A block of data
## START

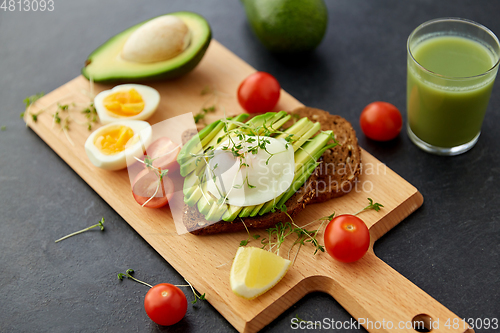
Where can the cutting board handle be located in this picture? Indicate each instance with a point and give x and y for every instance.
(381, 298)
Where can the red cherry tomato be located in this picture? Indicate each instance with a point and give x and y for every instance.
(144, 187)
(165, 304)
(164, 154)
(259, 92)
(381, 121)
(347, 238)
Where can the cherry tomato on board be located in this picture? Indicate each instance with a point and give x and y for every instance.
(164, 154)
(346, 238)
(259, 92)
(165, 304)
(144, 187)
(381, 121)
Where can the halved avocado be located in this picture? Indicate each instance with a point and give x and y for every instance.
(106, 64)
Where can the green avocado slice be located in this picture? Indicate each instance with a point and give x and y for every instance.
(106, 65)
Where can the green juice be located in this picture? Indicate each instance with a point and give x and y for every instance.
(448, 100)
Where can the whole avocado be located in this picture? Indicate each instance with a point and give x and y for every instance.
(288, 26)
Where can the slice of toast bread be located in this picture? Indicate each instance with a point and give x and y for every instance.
(335, 176)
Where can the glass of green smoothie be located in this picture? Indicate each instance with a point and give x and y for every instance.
(452, 65)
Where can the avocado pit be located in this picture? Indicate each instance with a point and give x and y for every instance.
(160, 39)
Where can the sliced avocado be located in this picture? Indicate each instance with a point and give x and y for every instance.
(106, 64)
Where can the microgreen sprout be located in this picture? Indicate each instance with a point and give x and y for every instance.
(245, 241)
(299, 320)
(375, 206)
(129, 272)
(99, 224)
(148, 162)
(251, 138)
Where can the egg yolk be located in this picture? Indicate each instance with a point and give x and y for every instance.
(114, 139)
(124, 103)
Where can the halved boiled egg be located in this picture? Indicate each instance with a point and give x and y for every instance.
(111, 146)
(126, 101)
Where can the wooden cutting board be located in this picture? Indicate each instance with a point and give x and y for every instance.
(369, 289)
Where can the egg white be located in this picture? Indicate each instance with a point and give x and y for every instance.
(150, 96)
(225, 176)
(142, 136)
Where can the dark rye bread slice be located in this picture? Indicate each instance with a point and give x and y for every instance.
(334, 177)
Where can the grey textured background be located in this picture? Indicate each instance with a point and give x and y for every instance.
(449, 247)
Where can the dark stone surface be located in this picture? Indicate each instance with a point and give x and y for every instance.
(449, 247)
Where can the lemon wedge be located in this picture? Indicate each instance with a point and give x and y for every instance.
(255, 271)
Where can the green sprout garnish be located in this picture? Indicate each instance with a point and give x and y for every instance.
(99, 224)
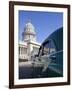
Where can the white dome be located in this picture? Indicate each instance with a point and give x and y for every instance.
(29, 29)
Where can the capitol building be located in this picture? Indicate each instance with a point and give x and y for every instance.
(28, 47)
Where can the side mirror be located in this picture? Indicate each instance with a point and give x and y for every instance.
(52, 57)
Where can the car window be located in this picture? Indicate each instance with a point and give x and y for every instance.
(49, 47)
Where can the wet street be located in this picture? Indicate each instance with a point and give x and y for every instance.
(36, 72)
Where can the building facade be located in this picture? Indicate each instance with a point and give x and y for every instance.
(28, 47)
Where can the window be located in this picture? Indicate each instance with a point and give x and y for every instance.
(48, 48)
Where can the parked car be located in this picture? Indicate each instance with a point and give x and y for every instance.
(50, 55)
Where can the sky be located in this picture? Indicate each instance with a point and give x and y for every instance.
(44, 22)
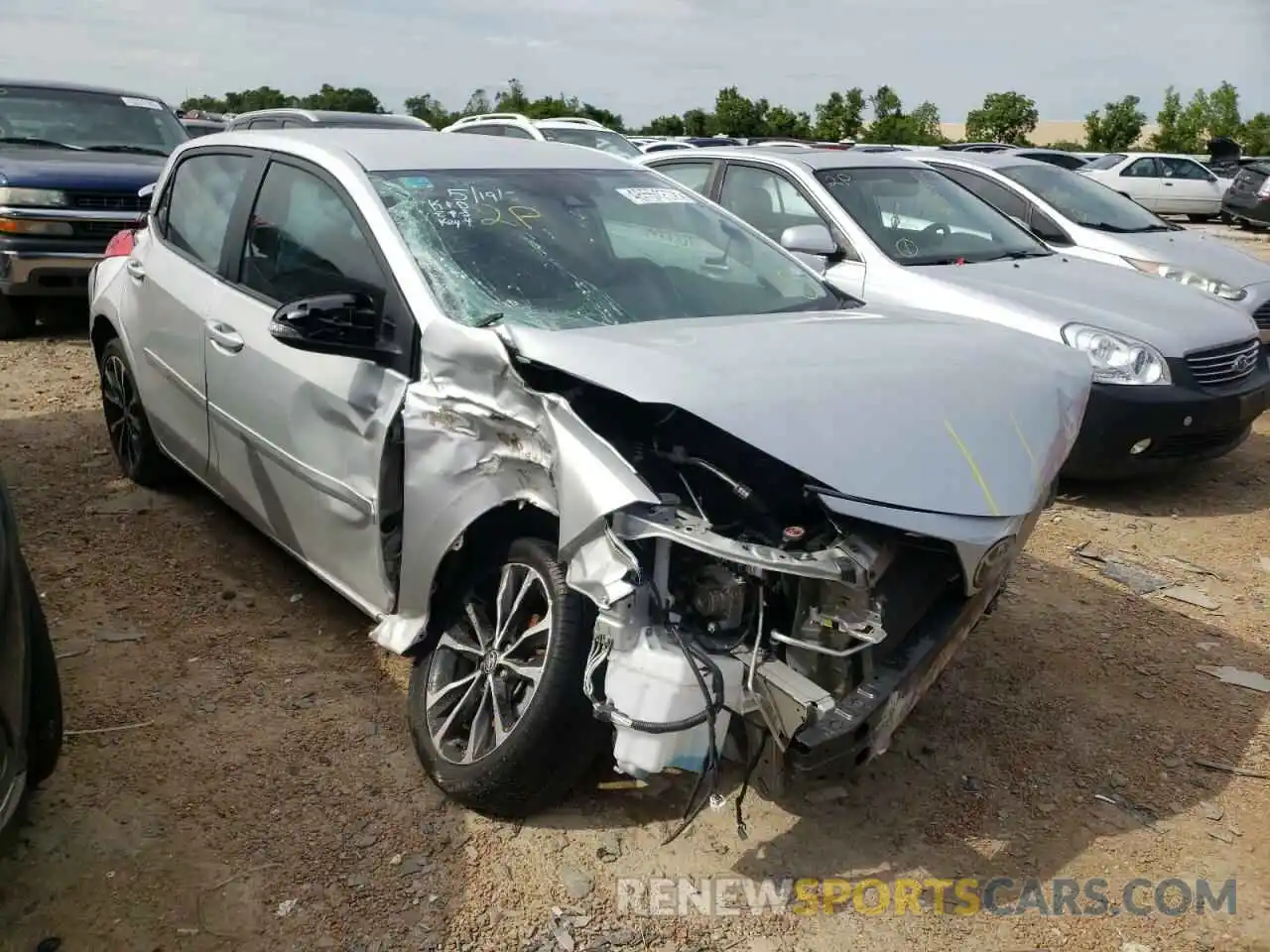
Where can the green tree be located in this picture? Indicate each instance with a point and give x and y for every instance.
(1118, 126)
(665, 126)
(357, 99)
(738, 116)
(1222, 112)
(841, 116)
(430, 109)
(1255, 135)
(1003, 117)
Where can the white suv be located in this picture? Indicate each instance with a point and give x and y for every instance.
(574, 130)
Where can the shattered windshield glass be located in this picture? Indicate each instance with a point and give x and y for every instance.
(574, 248)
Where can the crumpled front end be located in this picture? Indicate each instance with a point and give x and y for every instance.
(730, 588)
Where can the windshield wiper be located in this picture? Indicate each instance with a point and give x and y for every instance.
(1017, 255)
(1120, 230)
(125, 148)
(39, 143)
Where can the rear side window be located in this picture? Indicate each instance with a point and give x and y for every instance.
(198, 203)
(1106, 162)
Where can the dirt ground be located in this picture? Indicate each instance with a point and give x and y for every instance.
(254, 787)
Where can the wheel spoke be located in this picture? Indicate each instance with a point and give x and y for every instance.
(480, 728)
(451, 639)
(477, 627)
(531, 673)
(536, 629)
(500, 729)
(443, 693)
(440, 735)
(504, 621)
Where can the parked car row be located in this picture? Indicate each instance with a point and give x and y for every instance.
(1179, 376)
(635, 449)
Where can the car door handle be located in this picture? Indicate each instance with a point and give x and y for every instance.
(223, 336)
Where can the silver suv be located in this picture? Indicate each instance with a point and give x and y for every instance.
(572, 130)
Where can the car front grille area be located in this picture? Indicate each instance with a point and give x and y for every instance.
(1224, 365)
(1262, 316)
(108, 202)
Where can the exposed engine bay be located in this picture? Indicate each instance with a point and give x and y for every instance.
(758, 613)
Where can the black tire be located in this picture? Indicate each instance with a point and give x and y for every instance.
(126, 422)
(556, 740)
(45, 728)
(16, 320)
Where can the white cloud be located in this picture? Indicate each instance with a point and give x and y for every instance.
(644, 58)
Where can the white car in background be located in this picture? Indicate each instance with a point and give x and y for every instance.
(1166, 184)
(1083, 220)
(572, 130)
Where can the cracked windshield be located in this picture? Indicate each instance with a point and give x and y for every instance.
(561, 249)
(920, 217)
(80, 121)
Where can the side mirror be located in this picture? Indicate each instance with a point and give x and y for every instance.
(810, 240)
(341, 325)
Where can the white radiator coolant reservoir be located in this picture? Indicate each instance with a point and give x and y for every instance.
(649, 679)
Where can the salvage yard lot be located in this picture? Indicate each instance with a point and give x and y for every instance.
(257, 787)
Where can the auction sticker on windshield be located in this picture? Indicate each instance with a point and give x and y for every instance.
(654, 195)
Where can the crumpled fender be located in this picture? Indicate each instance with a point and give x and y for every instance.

## END

• Objective
Can you write out only the lines starting with the line that contains "Where can the white radiator" and going on through the end of the records, requests included, scaling every coordinate in the answers by 0.6 and rounding each result to a whole number, with halves rounded up?

• Reply
Where can the white radiator coolant reservoir be located in this picture? Indicate each instance with a point and give x and y for every instance.
(389, 407)
Where can the salvage yard lot be located in this picture? Indicate each instance with a point and give x and y for every instance.
(154, 472)
Where can the auction sticker on windshield be located in this picture? Indicate each instance with a point and give x and y for every instance.
(392, 117)
Where can the crumpled fender be located in this picture? Indicate each instance with a point and give x and y for every instance.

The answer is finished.